* [What to produce]
Please give the lines from the one containing "252, row 155." to the one containing "column 80, row 196" in the records below again, swapping "blue jeans" for "denim jeans" and changing nothing else.

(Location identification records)
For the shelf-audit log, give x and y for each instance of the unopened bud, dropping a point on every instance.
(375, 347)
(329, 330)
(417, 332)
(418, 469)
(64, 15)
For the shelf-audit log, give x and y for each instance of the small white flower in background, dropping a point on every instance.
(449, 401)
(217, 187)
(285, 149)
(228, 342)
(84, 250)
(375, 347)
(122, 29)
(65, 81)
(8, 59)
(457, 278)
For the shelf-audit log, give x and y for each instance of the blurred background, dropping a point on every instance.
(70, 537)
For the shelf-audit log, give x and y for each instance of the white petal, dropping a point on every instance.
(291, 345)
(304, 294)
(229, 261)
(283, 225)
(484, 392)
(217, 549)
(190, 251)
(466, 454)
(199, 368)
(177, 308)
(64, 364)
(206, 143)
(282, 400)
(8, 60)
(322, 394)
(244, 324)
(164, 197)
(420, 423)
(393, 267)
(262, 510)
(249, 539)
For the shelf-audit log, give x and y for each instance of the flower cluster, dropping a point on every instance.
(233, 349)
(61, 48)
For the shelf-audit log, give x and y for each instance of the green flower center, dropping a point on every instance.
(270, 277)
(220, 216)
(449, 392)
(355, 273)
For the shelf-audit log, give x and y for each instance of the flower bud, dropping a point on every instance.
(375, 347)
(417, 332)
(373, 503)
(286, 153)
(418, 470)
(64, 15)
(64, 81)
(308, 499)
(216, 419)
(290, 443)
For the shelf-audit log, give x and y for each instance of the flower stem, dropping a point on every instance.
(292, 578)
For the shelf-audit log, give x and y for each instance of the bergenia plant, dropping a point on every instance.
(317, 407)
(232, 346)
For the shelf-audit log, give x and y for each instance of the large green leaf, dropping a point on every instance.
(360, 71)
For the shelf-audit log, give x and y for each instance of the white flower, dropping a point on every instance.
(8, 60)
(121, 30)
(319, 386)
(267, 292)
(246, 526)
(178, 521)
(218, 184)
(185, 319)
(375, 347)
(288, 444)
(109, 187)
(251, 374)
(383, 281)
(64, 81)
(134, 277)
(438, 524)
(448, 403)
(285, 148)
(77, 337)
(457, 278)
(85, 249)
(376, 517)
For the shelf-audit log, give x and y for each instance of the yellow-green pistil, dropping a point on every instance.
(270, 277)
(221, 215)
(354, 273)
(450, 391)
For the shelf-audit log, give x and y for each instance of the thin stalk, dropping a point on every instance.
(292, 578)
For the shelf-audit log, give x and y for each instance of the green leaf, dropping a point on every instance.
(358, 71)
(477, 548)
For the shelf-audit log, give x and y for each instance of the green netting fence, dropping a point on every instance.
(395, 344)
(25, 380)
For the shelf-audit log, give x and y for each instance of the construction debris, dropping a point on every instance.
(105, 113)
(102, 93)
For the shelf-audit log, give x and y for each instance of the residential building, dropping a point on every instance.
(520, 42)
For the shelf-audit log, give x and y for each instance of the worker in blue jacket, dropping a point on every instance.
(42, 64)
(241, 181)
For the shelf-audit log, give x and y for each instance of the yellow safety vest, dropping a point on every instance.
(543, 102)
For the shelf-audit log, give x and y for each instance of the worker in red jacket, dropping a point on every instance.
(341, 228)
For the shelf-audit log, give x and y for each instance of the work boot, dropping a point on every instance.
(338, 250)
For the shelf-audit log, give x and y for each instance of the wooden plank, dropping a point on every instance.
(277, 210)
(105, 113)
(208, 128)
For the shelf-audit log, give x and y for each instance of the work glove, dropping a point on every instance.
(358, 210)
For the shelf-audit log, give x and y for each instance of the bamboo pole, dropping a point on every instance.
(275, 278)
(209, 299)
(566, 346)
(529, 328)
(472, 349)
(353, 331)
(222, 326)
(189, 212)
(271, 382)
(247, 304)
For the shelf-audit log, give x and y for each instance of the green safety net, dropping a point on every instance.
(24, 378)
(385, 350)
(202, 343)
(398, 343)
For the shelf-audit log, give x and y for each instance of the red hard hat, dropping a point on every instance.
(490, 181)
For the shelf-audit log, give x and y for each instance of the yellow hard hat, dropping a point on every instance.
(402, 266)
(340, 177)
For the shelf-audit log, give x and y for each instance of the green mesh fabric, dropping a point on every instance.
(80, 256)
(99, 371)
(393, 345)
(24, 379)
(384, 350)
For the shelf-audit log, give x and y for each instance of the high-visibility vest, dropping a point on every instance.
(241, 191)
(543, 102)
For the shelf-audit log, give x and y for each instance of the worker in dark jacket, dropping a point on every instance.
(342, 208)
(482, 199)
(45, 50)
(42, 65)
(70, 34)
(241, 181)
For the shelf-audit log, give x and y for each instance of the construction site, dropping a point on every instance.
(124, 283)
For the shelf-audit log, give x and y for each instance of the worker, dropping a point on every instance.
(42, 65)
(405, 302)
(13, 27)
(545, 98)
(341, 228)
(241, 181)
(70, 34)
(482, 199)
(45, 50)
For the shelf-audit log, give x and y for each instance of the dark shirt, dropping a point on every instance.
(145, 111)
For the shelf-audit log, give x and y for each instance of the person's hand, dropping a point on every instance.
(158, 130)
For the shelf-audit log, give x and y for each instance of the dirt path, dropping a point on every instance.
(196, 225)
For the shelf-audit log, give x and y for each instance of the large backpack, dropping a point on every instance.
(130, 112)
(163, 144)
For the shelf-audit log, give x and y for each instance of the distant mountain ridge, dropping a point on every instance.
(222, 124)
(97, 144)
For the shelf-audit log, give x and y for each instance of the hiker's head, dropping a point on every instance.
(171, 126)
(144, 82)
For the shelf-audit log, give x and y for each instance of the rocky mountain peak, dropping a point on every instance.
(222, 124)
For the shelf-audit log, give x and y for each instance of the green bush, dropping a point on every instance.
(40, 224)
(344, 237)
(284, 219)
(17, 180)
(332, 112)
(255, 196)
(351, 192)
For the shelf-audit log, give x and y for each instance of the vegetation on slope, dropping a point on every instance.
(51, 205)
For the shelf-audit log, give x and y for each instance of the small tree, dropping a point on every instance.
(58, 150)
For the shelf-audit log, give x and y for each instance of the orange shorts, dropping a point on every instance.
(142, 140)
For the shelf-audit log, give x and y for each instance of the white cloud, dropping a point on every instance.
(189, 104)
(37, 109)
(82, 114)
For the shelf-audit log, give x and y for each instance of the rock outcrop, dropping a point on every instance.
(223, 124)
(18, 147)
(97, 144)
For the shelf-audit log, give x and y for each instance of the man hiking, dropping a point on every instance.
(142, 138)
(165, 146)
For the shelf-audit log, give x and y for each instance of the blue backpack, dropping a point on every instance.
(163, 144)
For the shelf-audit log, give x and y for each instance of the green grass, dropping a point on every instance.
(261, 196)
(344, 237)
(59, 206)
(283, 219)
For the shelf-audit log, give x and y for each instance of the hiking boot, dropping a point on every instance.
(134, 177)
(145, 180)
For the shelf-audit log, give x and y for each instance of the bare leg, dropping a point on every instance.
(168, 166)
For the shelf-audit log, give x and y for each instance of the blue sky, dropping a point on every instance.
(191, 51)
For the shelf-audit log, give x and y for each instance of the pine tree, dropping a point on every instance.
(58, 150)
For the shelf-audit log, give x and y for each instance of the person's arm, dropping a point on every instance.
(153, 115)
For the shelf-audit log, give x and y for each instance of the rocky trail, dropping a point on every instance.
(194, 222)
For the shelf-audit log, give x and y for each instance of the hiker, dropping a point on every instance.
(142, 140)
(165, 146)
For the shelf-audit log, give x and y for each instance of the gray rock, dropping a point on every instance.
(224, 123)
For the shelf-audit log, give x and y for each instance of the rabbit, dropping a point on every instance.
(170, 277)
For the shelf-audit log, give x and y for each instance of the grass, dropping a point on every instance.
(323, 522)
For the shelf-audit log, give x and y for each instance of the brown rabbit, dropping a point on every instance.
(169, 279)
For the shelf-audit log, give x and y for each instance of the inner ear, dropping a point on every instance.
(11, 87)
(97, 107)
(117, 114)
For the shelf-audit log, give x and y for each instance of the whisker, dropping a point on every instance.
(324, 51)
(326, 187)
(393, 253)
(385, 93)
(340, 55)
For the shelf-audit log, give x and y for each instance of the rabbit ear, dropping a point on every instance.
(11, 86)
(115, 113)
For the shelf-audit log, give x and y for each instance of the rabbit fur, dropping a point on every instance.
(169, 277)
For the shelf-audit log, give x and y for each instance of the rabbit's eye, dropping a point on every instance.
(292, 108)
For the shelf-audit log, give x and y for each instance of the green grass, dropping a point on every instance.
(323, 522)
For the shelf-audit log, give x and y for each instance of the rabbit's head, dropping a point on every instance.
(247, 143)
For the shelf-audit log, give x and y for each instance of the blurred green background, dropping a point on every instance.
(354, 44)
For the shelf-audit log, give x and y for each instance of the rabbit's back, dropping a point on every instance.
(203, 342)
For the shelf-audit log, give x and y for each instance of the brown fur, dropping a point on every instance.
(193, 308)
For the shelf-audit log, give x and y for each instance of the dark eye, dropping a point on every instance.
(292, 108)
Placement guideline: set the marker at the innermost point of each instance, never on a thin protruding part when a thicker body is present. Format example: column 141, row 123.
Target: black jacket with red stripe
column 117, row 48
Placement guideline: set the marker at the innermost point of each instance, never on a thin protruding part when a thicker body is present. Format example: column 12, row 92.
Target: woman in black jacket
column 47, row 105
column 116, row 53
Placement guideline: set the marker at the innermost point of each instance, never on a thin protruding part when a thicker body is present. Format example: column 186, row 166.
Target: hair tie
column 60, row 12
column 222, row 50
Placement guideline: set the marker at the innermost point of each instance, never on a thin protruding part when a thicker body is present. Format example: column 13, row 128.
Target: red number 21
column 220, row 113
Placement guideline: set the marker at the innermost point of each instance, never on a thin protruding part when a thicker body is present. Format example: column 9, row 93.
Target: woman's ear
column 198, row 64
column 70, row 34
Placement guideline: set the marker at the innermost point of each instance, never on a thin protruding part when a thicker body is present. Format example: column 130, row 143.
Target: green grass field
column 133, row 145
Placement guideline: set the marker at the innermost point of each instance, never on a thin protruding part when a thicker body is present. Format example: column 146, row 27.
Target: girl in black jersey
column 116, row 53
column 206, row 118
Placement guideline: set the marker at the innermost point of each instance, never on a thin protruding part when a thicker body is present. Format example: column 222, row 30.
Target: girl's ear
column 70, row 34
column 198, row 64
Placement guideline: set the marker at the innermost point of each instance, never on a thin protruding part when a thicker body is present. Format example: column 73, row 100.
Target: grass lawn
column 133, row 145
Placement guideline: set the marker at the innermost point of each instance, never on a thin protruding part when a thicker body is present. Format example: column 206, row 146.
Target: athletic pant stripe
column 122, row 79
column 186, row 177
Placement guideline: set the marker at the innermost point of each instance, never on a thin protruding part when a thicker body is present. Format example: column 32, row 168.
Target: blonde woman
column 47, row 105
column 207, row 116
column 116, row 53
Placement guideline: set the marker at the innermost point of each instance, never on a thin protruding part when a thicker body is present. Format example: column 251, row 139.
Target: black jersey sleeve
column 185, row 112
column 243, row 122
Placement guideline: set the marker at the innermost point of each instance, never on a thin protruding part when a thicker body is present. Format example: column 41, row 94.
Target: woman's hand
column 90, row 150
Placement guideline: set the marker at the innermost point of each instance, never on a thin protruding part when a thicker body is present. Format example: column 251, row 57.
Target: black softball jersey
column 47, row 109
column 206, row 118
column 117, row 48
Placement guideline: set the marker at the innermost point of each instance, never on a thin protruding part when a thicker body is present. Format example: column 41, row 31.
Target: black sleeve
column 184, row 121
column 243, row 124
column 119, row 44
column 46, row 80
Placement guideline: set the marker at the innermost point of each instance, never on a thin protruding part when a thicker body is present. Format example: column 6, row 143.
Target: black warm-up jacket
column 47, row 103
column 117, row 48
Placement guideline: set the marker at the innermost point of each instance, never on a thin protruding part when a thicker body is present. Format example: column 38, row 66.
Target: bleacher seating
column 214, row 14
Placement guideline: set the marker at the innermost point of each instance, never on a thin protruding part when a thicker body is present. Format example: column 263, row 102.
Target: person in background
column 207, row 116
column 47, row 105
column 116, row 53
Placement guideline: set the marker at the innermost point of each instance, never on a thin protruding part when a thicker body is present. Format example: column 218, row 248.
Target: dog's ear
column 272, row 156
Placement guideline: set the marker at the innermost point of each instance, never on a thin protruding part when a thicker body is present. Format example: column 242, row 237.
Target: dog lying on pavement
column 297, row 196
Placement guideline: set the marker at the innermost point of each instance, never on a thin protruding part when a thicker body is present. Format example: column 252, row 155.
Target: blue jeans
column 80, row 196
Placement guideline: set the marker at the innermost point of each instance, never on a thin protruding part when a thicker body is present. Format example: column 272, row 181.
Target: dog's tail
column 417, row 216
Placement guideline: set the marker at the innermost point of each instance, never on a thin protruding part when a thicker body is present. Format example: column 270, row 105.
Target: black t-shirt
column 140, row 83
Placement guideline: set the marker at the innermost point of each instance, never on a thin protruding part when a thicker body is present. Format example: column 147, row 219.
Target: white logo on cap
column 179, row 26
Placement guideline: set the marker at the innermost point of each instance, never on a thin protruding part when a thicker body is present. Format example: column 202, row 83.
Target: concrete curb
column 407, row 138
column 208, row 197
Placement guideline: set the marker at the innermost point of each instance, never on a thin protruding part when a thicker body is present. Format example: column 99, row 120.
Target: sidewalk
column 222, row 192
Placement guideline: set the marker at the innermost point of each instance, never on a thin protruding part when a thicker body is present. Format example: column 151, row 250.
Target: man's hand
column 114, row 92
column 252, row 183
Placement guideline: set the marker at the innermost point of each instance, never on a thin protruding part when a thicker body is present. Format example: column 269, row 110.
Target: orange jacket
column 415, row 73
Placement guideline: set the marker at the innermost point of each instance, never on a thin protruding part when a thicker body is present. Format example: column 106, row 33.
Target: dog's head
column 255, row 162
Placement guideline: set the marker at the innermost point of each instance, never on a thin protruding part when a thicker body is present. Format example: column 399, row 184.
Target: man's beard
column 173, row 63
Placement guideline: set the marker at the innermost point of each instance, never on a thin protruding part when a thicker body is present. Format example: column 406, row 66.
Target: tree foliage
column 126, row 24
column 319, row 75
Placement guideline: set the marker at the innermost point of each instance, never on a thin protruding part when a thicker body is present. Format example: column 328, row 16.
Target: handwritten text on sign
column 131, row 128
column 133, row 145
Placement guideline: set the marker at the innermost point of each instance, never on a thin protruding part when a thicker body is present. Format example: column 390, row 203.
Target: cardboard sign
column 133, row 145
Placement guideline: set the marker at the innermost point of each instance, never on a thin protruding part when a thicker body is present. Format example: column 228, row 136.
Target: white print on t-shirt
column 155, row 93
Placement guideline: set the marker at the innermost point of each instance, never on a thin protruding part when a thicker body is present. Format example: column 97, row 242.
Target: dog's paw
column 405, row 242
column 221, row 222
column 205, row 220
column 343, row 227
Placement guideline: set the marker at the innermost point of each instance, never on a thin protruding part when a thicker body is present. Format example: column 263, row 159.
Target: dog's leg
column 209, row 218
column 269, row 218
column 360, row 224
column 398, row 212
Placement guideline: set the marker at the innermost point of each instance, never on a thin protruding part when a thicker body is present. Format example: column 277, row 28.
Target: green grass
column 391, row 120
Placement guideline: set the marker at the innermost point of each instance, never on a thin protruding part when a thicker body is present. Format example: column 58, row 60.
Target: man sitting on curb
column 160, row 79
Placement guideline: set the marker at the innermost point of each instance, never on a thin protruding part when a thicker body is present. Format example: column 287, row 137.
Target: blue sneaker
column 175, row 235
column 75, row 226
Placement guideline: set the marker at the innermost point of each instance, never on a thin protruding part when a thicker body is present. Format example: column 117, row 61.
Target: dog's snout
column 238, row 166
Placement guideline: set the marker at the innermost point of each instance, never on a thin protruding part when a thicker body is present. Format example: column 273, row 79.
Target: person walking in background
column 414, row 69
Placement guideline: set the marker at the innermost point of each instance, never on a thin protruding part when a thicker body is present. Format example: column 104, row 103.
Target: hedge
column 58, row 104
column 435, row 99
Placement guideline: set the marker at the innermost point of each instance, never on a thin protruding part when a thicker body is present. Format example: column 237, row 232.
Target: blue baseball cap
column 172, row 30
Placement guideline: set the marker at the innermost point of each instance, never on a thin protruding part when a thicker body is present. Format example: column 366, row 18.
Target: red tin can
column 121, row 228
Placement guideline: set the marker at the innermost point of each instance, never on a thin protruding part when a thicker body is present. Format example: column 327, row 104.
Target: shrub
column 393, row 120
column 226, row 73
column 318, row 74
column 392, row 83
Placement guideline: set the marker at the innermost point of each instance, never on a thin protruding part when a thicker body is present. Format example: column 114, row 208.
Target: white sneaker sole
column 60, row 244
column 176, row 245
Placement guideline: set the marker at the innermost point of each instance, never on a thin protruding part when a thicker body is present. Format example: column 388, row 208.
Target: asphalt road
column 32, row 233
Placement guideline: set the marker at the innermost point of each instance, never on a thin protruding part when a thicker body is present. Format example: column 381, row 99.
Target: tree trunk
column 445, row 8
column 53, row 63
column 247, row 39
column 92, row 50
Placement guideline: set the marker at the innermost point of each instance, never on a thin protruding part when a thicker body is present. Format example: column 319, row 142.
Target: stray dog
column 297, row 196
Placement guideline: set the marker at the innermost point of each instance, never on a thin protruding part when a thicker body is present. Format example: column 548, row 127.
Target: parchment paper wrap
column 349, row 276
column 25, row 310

* [Answer to this problem]
Placement guideline: set the marker at the innermost point of each instance, never on a thin protruding part when a thicker body is present. Format example: column 252, row 155.
Target: denim jeans
column 80, row 196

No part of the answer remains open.